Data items
------------------------------------------------------------
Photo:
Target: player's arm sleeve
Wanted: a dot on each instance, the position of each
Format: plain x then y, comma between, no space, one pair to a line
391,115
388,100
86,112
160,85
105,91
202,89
------------------------------------------------------------
*What to do*.
Reproduce every line of the material above, requests included, multiplying each coordinate in the answers by 2 and rounding to whole numbers with halves rounded up. Leave the numbers in the requests and their format descriptions unchanged.

*Correct response*.
Photo:
Target: player's arm sleeve
Wanted: a dot on each instance, the position of each
Format: plain x then y, comma between, no space, one pair to a line
782,230
776,200
172,224
320,170
210,182
404,178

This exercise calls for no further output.